In the records below, find the line containing "Indicate the window"; copy exactly that line and all lines after it to the end, and nothing else.

◆ ◆ ◆ ◆ ◆

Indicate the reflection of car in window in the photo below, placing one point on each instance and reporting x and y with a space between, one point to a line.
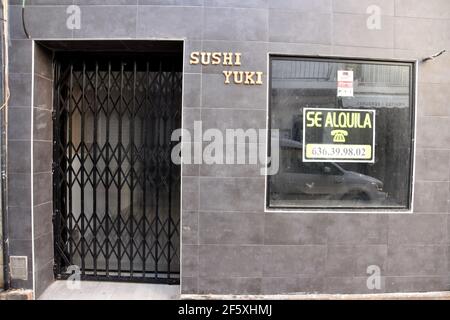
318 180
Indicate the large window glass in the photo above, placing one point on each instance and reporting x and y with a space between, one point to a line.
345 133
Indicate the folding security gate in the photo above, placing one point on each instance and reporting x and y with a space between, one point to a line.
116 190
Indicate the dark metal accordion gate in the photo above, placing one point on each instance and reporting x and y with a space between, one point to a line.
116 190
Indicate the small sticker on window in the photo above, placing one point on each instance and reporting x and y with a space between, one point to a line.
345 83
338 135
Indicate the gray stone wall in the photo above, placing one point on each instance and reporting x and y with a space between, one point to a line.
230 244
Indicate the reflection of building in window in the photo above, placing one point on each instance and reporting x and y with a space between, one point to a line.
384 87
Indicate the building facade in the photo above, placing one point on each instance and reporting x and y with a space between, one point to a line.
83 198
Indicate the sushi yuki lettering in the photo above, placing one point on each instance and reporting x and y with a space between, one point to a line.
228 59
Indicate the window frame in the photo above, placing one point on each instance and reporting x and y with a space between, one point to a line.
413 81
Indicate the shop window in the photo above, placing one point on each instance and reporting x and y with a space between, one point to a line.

◆ ◆ ◆ ◆ ◆

__Answer to this exercise__.
Indicate the window frame in the photo above, placing one point on each instance and reporting x and y with a space between, one point to a line.
413 81
Indicate the shop window in the photo above, placing one point on each instance and reporting x and y with a space between, one point to a line.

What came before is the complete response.